- _EXERCISE TEXT_:
★ ★ ★ ★

A Devastating Case of Bilateral Permanent Vision Loss After Microsurgical Reconstruction of the Lower Extremity
Keith, Jerrod N MD
Stofman, Guy M MD
University of Pittsburgh
Presenter: Jerrod Keith, MD
The above work was all done by Jerrod Keith, MD.
Director Name: Joseph Losee MD
Author Category: Chief Resident Plastic Surgery
Presentation Category: Clinical
Abstract Category: General Reconstruction
How does this presentation meet the established conference educational objectives?
This paper discusses a common scenario in reconstructive plastic surgery; lower extremity reconstruction. In addition it highlights a rare but extreme morbidity of vision loss. Although this complication is rare, it does occur in plastic surgery patients (both reconstructive and aesthetic), and it's therefore important for practitioners to be educated in the disease process and how to lower this risk.
How will your presentation be used by practicing physicians in the audience?
This presentation highlights the severe complication of postoperative ischemic optic neuropathy. Physicians will be informed about this disease process, but more importantly we will also discuss methods to reduce the risk of occurrence and minimize known risk factors.
Purpose: We intend to share our experience about a devastating complication encountered during lower extremity microsurgical reconstruction, resulting in bilateral permanent blindness.
Methods: This case highlights a 60yo caucasion male with multiple medical comorbidities. He presented with a deep calcaneal abscess, eventually leaving exposure of the achilles tendon and calcaneous. Free flap reconstruction was performed using a saphenous vein graft and latissimus dorsi muscle with the patient placed in the prone position. The reconstruction was successful, notwithstanding transient intraoperative anemia and moderate hypotension.

★ ★ ★ ★

Collected data entries

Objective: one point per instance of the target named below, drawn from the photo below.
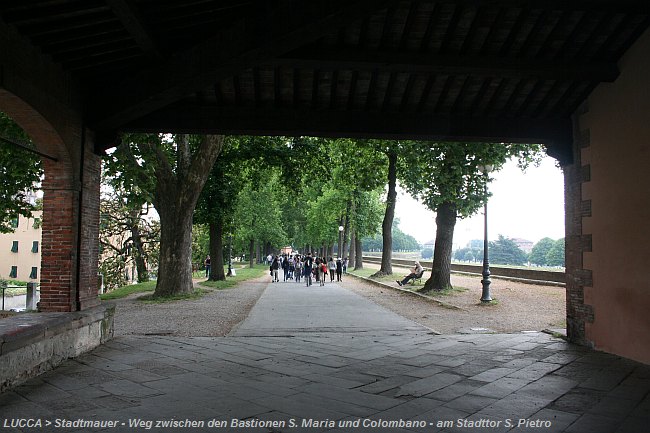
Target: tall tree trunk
(387, 225)
(175, 267)
(177, 191)
(216, 251)
(251, 254)
(358, 254)
(346, 231)
(440, 278)
(139, 255)
(353, 246)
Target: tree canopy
(20, 172)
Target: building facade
(20, 251)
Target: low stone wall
(524, 275)
(33, 343)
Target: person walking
(308, 263)
(275, 265)
(285, 269)
(331, 266)
(208, 266)
(322, 271)
(297, 268)
(339, 270)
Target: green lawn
(399, 274)
(243, 274)
(125, 291)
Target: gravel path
(213, 315)
(521, 307)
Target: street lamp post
(485, 282)
(230, 273)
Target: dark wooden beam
(131, 18)
(555, 133)
(415, 63)
(241, 46)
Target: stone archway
(70, 227)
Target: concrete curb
(428, 298)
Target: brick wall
(44, 101)
(576, 243)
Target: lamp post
(230, 272)
(485, 282)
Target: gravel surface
(520, 307)
(213, 315)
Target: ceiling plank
(131, 18)
(488, 66)
(556, 133)
(239, 47)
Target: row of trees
(546, 252)
(270, 191)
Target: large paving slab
(323, 359)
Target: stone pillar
(577, 278)
(70, 246)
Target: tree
(540, 250)
(446, 178)
(20, 172)
(169, 171)
(125, 236)
(258, 216)
(555, 256)
(506, 252)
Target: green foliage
(257, 213)
(505, 251)
(438, 173)
(538, 255)
(401, 240)
(20, 173)
(200, 243)
(243, 274)
(469, 254)
(555, 256)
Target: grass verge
(415, 287)
(125, 291)
(243, 274)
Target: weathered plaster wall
(616, 165)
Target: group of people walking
(306, 267)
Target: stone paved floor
(329, 357)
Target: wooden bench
(418, 277)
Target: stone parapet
(31, 344)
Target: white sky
(526, 205)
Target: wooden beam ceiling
(243, 45)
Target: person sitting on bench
(416, 272)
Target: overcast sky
(526, 205)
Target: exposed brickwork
(42, 99)
(89, 228)
(59, 242)
(576, 243)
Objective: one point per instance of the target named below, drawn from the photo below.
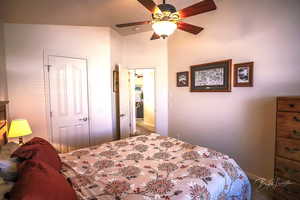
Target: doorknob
(83, 119)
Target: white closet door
(69, 103)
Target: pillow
(7, 150)
(8, 169)
(39, 181)
(39, 149)
(5, 187)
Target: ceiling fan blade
(189, 28)
(198, 8)
(132, 24)
(155, 36)
(149, 4)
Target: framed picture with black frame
(243, 74)
(211, 77)
(182, 79)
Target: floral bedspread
(154, 167)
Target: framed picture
(211, 77)
(182, 79)
(243, 74)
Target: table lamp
(19, 128)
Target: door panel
(124, 102)
(69, 103)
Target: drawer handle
(291, 171)
(291, 105)
(296, 133)
(296, 119)
(292, 150)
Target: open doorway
(142, 101)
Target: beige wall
(140, 52)
(24, 47)
(240, 123)
(3, 85)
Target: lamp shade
(164, 28)
(19, 128)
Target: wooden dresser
(287, 153)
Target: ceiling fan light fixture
(164, 28)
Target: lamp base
(21, 140)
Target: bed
(137, 168)
(154, 167)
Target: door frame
(155, 96)
(57, 53)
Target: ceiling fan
(166, 19)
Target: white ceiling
(82, 12)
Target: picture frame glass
(243, 74)
(211, 77)
(182, 79)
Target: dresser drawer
(290, 191)
(288, 104)
(288, 148)
(288, 125)
(287, 169)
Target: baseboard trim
(253, 177)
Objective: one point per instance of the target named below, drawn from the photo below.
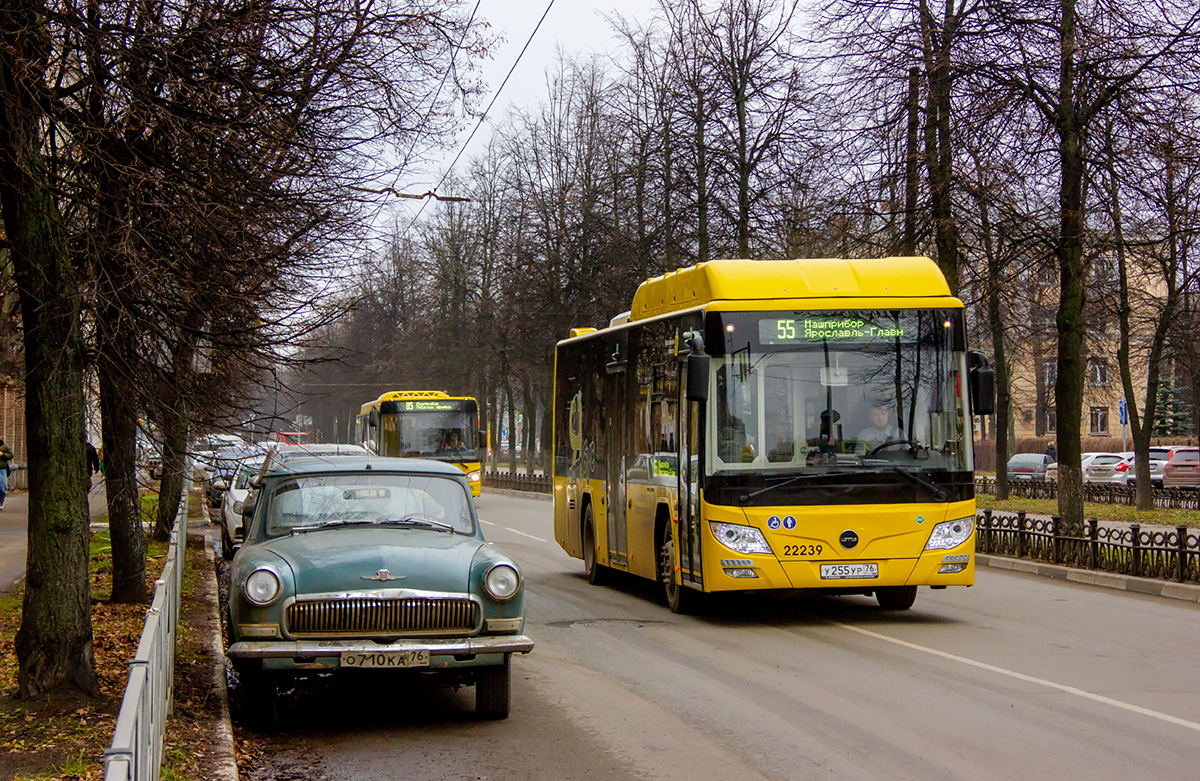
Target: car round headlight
(262, 588)
(502, 582)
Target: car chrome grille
(383, 617)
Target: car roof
(323, 464)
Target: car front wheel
(493, 690)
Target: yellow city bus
(774, 425)
(425, 425)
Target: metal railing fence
(1169, 553)
(538, 484)
(1101, 492)
(137, 749)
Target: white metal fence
(136, 754)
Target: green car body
(393, 594)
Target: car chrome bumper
(463, 647)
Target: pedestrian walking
(5, 457)
(93, 461)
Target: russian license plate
(844, 571)
(387, 659)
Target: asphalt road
(1018, 677)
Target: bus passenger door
(615, 474)
(691, 427)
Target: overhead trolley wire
(485, 114)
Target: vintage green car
(365, 563)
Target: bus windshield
(430, 434)
(863, 404)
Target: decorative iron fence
(1169, 553)
(1101, 492)
(537, 484)
(136, 752)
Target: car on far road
(1183, 469)
(1129, 473)
(375, 566)
(1103, 468)
(1053, 469)
(1029, 466)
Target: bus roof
(403, 396)
(799, 278)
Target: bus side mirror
(697, 377)
(981, 384)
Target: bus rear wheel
(592, 569)
(897, 598)
(679, 599)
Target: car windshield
(246, 472)
(307, 503)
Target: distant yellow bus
(774, 425)
(425, 425)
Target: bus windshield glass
(448, 434)
(838, 406)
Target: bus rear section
(771, 443)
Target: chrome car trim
(288, 649)
(382, 613)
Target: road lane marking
(526, 535)
(1030, 679)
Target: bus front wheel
(592, 569)
(679, 599)
(897, 598)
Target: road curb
(1150, 587)
(227, 761)
(514, 492)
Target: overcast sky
(579, 26)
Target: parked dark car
(376, 564)
(1029, 466)
(1183, 469)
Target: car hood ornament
(384, 575)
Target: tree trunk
(911, 169)
(174, 426)
(119, 436)
(995, 322)
(1072, 290)
(54, 643)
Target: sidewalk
(15, 529)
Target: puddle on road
(600, 622)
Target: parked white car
(1053, 469)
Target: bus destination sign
(790, 330)
(433, 407)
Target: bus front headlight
(951, 534)
(739, 538)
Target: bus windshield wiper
(917, 479)
(793, 479)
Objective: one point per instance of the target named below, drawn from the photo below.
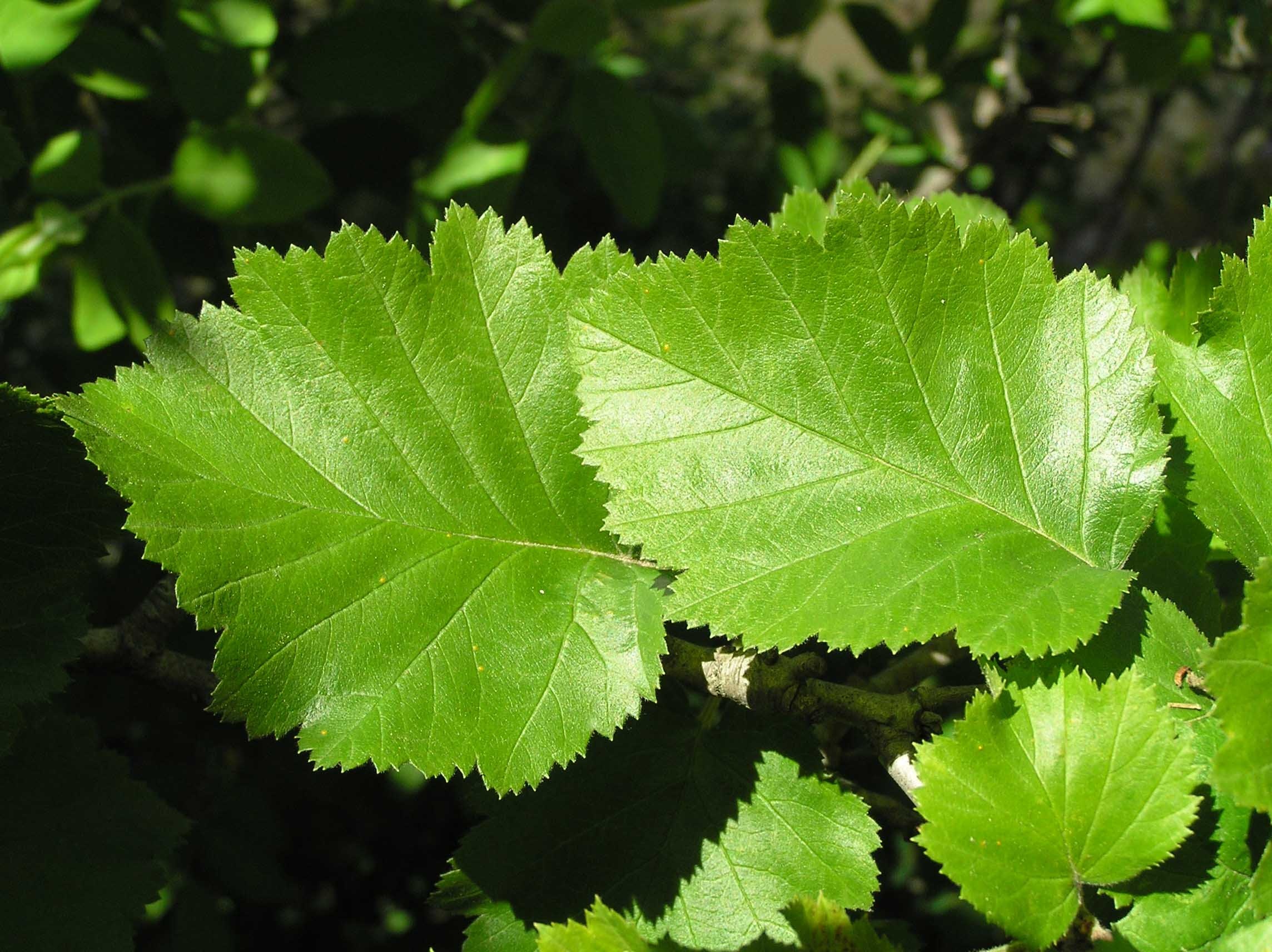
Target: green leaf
(570, 27)
(107, 62)
(1135, 13)
(471, 163)
(804, 212)
(54, 513)
(621, 139)
(881, 36)
(69, 166)
(604, 931)
(95, 321)
(787, 18)
(822, 926)
(81, 843)
(209, 77)
(245, 23)
(247, 176)
(1219, 390)
(851, 442)
(24, 247)
(34, 32)
(1239, 676)
(700, 832)
(1044, 790)
(133, 275)
(365, 477)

★ ★ ★ ★

Can you write the next part of the abstract on permanent vision loss after lower extremity reconstruction, starting right after its last sentence?

- _ANSWER TO THIS EXERCISE_:
Results: Postoperatively, the patient was found to have bilateral vision loss. After an extensive neurologic and ophthalmologic workup, he was diagnosed with bilateral postoperative ischemic optic neuropathy (ION); a permanent diagnosis. Postoperative ION is a tragic complication, rarely seen in plastic surgery. It is most common after spinal surgery, but bilateral involvement is even more unusual. The pathogenesis, clinical features, and management are controversial. Considering the known risk factors, our patient provided the "perfect storm" for such a complication. Predisposing risk factors include all aspects of systemic cardiovascular and small vessel ocular disease. Known precipitating factors read like this patient's operative report: prolonged surgery, prone position, anemia, hypotension, facial edema, and hemorrhage. Unfortunately, once the damage has occurred, little exists to improve vision.
Conclusions: Bilateral postoperative ischemic optic neuropathy is a rare and catastrophic event, especially after unsuspecting surgery involving one's lower extremity. In high risk medical patients undergoing complex and lengthy operations, knowledge of this unfortunate complication is important to make every effort to minimize known risk factors.